» **Written task**
Produce an exact copy of the lines from the line containing "TARGET = green tree" through the last line of the listing below, both ends included, and nothing else.

►

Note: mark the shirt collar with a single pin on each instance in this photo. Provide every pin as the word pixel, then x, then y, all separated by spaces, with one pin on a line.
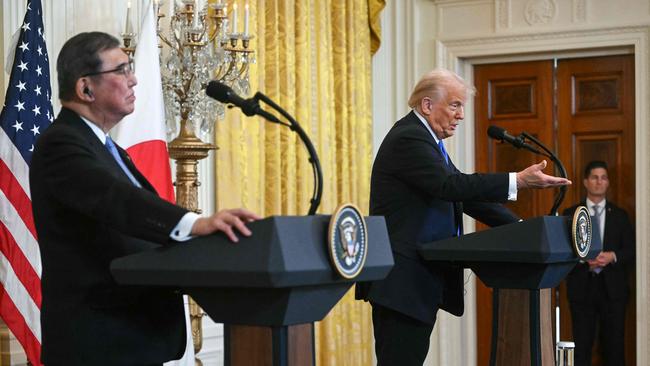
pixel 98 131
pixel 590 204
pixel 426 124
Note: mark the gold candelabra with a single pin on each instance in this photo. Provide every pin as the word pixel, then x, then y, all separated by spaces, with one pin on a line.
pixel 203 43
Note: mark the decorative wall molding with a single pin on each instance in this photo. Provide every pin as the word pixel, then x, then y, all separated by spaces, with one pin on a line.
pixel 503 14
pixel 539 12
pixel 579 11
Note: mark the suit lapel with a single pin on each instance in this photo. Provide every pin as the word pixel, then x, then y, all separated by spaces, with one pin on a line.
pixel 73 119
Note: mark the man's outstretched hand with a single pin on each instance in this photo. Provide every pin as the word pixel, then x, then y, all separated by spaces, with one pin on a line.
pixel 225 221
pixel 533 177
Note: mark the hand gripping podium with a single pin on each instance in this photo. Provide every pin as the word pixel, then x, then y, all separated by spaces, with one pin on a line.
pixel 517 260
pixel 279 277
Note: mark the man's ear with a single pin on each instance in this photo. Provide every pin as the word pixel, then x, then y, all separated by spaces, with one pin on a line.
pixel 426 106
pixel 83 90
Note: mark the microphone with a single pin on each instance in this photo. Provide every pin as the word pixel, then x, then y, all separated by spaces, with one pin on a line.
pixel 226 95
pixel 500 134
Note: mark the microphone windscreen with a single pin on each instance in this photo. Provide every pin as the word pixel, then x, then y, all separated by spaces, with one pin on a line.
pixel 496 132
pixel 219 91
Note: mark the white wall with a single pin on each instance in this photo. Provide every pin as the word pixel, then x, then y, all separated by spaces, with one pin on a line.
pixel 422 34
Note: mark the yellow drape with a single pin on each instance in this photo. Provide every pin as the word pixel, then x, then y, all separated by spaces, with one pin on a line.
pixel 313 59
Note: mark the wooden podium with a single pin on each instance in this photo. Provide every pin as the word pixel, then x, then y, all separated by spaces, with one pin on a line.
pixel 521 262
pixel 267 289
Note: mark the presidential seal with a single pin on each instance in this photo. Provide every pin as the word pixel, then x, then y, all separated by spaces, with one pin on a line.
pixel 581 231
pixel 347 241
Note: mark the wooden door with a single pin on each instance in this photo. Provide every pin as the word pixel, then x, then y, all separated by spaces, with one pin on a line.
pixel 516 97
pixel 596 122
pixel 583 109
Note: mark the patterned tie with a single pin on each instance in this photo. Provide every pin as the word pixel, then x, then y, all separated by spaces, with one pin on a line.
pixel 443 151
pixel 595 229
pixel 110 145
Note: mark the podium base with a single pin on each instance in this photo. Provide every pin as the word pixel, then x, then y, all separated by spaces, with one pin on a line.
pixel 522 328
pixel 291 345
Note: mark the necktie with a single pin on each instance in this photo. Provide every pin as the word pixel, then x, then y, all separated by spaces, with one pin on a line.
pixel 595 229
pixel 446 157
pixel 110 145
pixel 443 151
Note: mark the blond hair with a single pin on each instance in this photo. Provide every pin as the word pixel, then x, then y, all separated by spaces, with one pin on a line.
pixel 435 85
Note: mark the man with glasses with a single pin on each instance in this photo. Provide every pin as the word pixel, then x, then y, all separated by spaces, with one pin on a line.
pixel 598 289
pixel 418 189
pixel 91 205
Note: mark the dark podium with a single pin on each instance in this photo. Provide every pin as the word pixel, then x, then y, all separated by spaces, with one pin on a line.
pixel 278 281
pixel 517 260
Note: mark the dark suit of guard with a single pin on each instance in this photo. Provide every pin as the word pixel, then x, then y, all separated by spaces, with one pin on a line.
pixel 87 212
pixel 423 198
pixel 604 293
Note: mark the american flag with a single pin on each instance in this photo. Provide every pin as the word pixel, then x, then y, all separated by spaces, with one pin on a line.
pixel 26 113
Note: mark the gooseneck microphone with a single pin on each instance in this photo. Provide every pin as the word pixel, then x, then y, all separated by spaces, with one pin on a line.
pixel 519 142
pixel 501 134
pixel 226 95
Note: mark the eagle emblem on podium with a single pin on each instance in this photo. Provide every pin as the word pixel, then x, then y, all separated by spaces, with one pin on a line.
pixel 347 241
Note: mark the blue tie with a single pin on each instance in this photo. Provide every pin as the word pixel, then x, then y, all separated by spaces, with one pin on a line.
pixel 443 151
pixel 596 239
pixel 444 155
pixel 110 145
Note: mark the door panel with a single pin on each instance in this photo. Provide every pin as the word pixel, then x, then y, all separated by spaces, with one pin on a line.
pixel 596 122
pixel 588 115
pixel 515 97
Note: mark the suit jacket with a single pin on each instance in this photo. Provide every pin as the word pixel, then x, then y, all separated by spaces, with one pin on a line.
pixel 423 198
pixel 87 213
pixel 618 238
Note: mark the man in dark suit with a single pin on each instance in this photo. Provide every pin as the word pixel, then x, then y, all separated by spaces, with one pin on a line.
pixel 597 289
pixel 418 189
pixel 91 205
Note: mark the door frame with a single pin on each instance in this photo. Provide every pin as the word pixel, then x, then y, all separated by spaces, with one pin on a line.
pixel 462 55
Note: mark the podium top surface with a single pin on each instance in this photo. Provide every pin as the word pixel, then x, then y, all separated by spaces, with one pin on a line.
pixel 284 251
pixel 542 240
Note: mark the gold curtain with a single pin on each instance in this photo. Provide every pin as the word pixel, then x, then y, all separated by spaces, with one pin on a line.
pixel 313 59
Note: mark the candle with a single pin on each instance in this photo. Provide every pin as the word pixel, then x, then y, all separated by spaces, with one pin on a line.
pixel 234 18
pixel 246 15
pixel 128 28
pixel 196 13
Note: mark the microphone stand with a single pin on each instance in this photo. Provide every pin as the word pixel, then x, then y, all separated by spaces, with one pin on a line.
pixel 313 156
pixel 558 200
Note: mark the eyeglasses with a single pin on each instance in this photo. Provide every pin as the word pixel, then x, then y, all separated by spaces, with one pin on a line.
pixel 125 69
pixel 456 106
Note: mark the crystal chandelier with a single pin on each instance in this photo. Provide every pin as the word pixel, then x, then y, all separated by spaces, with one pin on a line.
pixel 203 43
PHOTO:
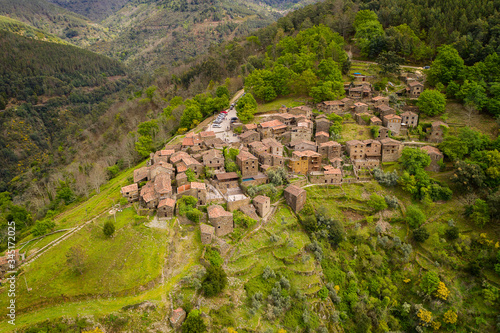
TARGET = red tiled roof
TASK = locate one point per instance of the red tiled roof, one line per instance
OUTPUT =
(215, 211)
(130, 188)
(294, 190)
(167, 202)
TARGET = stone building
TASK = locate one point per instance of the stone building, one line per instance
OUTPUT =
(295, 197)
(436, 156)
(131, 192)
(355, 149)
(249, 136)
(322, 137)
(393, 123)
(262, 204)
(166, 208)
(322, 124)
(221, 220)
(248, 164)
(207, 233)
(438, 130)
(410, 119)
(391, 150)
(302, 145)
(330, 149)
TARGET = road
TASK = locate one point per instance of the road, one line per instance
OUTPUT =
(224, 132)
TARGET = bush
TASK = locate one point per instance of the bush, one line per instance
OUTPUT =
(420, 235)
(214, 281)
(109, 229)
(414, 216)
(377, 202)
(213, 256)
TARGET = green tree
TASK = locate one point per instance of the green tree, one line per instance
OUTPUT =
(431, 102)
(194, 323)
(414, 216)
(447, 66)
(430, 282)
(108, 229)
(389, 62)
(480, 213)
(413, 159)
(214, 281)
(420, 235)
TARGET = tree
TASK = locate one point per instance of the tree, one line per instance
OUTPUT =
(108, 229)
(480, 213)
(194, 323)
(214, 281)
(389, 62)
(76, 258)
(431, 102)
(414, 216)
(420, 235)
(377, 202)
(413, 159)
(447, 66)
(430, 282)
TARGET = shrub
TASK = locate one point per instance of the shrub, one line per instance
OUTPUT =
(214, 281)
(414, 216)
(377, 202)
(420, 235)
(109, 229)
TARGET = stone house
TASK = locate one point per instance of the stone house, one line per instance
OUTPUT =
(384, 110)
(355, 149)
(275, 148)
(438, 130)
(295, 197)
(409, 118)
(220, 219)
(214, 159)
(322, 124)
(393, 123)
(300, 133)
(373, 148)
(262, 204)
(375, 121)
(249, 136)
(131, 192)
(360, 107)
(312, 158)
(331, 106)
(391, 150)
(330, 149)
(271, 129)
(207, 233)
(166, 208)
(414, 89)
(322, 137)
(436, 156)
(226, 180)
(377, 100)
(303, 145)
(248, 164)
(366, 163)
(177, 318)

◄

» **Task solution**
TARGET = green tree
TASK = locate one point per instance of the green tree, one line per instance
OUTPUT =
(431, 102)
(194, 323)
(414, 216)
(447, 66)
(430, 282)
(108, 229)
(389, 62)
(480, 213)
(413, 159)
(214, 281)
(420, 235)
TARGET = tree
TASK = locate one point per instance of the tree, one line per instance
OUTPUT =
(108, 229)
(480, 213)
(194, 323)
(214, 281)
(389, 62)
(76, 258)
(431, 102)
(414, 216)
(420, 235)
(377, 202)
(413, 159)
(447, 66)
(430, 282)
TARGET = shrub
TASK = locate one point per instance of the shrub, one line per instance
OUTPUT =
(214, 281)
(414, 216)
(377, 202)
(420, 235)
(109, 229)
TARGET = stone house
TASK = locate one point per instance of the stone house, one line per instance
OUTPUT =
(384, 110)
(355, 149)
(275, 148)
(438, 130)
(295, 197)
(409, 118)
(220, 219)
(214, 159)
(322, 124)
(393, 123)
(300, 133)
(373, 148)
(262, 204)
(375, 121)
(249, 136)
(131, 192)
(360, 107)
(312, 158)
(331, 106)
(391, 150)
(330, 149)
(271, 129)
(207, 233)
(166, 208)
(414, 89)
(322, 137)
(436, 156)
(226, 180)
(377, 100)
(303, 145)
(248, 164)
(366, 163)
(177, 318)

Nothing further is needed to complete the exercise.